- _DIRECTIONS_
Shift every point coordinate in the answers by adding 62 to each number, and write out again the stretch of the material from the line containing "Where can you see the dirty" through the end, requests included. Leave out the pictures.

# Start of INPUT DATA

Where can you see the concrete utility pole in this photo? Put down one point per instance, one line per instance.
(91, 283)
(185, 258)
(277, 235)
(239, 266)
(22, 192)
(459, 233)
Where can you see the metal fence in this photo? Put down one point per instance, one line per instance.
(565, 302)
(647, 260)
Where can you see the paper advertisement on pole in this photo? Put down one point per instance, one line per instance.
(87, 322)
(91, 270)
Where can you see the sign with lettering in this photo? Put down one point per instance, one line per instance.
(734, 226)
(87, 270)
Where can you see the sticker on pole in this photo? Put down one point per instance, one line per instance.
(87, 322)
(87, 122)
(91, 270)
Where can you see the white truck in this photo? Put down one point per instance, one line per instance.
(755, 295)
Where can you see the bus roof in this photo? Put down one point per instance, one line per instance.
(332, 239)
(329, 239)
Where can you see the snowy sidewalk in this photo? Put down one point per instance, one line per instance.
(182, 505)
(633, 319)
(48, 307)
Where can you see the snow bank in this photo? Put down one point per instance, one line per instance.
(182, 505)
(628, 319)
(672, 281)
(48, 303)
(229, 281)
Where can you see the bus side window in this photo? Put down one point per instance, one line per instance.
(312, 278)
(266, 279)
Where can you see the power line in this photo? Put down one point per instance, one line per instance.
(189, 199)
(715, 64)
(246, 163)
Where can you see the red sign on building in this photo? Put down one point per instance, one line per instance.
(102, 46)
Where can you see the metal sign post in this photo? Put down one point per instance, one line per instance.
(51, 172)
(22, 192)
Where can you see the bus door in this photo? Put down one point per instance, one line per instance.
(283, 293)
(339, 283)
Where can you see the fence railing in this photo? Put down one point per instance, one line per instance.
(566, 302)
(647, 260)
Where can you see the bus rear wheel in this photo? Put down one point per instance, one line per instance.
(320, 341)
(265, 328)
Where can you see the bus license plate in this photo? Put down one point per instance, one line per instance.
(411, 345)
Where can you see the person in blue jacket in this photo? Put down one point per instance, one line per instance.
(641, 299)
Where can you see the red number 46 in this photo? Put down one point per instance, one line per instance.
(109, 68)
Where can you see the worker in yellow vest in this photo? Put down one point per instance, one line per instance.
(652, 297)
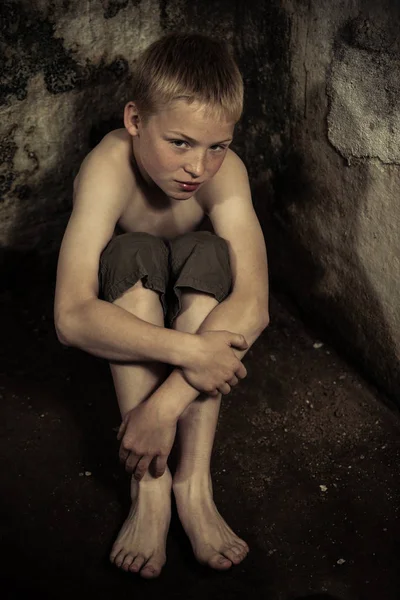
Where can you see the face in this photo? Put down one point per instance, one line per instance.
(178, 149)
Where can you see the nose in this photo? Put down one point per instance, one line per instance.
(196, 165)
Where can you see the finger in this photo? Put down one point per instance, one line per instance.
(224, 389)
(159, 464)
(241, 371)
(141, 467)
(123, 454)
(131, 462)
(121, 430)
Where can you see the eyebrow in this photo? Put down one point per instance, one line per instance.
(195, 141)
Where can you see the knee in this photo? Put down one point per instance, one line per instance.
(134, 273)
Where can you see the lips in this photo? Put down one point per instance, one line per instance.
(191, 183)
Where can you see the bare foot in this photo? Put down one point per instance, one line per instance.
(213, 541)
(141, 543)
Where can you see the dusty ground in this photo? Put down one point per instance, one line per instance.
(305, 469)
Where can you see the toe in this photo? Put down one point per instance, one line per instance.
(119, 558)
(217, 561)
(127, 562)
(136, 565)
(151, 569)
(114, 553)
(233, 554)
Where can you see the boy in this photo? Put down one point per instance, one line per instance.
(165, 293)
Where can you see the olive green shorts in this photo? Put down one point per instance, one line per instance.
(199, 260)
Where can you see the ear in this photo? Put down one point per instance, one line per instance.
(131, 119)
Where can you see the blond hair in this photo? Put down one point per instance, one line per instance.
(190, 66)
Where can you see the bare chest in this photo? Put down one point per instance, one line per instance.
(166, 222)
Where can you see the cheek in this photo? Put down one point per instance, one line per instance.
(215, 164)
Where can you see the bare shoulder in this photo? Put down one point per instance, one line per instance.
(231, 180)
(111, 157)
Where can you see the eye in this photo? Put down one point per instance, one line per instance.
(178, 143)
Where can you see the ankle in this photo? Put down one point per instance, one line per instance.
(150, 482)
(198, 481)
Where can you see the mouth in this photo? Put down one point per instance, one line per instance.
(188, 186)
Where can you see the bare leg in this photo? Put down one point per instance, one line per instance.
(213, 541)
(140, 545)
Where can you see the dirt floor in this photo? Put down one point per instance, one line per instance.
(305, 468)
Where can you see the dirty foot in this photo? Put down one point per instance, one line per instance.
(140, 545)
(213, 541)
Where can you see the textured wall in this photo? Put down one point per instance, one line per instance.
(333, 223)
(320, 137)
(64, 82)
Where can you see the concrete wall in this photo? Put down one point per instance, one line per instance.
(320, 137)
(333, 219)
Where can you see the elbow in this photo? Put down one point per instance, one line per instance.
(62, 323)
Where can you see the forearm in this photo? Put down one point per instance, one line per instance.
(175, 394)
(109, 331)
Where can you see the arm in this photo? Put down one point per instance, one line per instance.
(246, 309)
(103, 188)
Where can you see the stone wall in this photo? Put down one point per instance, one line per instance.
(331, 209)
(320, 138)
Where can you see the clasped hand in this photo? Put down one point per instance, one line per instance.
(146, 436)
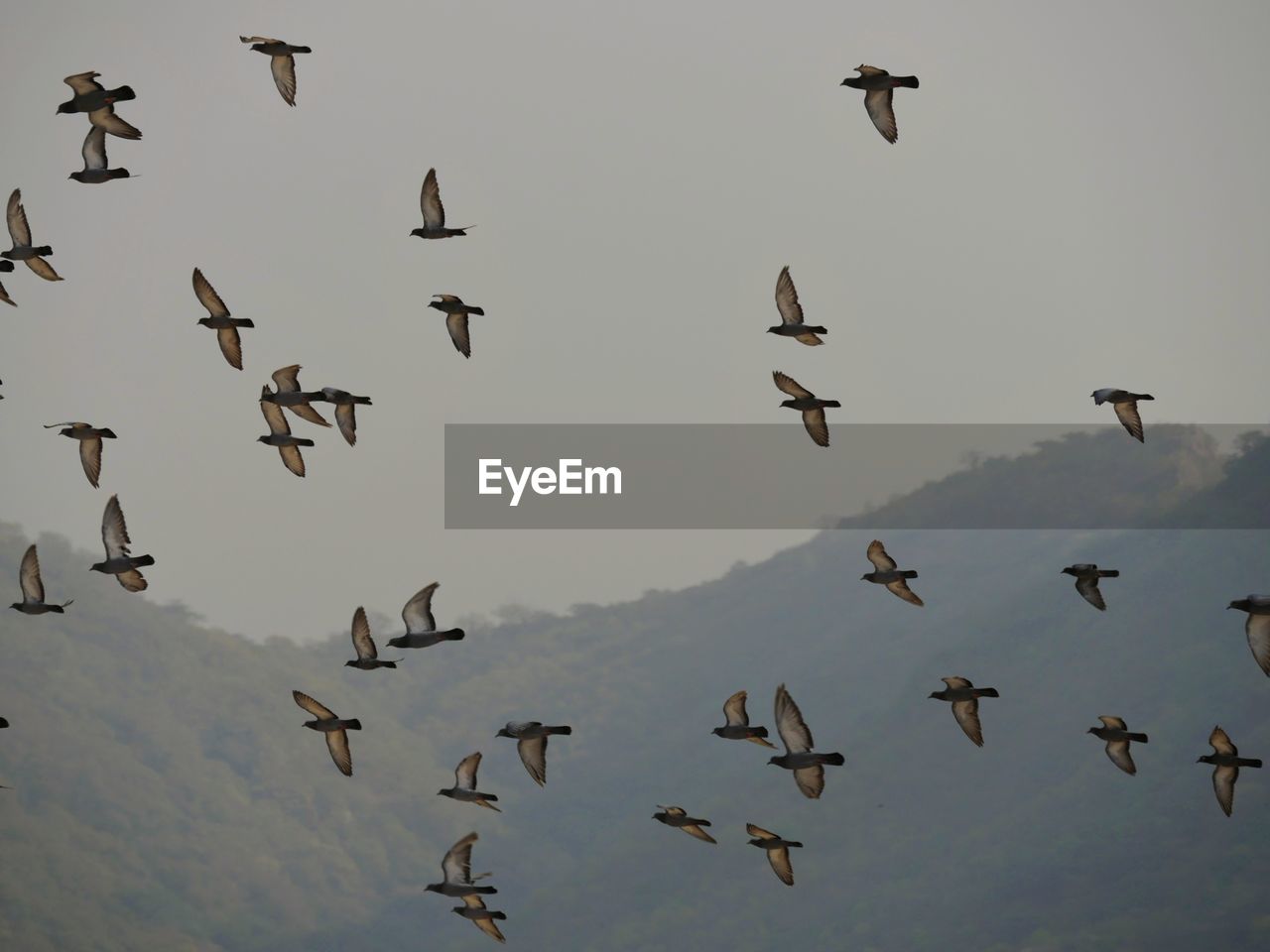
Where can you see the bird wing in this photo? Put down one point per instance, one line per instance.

# End of INPUT DATA

- _ANSWER TO THE EXERCISE_
Where can you see the dirty foot in this photo? Put down one point per instance, one line per instance.
(202, 607)
(275, 603)
Where can you see the textured wall in this photo? Put down one point per instance, one line per instance.
(395, 285)
(382, 199)
(126, 144)
Where can you see the concrete wall in this photo? Put down one point per instance, one line per instance.
(382, 199)
(395, 281)
Where can you see the elbow in this photo? Put down one point per instance, one line per instance.
(124, 385)
Where can you see the forearm in this photo? Put down one point per instance, one line per instance.
(237, 456)
(171, 393)
Where can you see the arm in this photo? Put down one point per instance, one line per instance.
(308, 371)
(165, 250)
Where can you see the stone wall in this photo? Put down one point per instance, one line per instance.
(393, 271)
(382, 200)
Where can you see the clasped hand in this photo? Put down one point per instance, one line per instance.
(208, 498)
Where can you see the bird wing in this photo? Put down one point per instance, one line per instance.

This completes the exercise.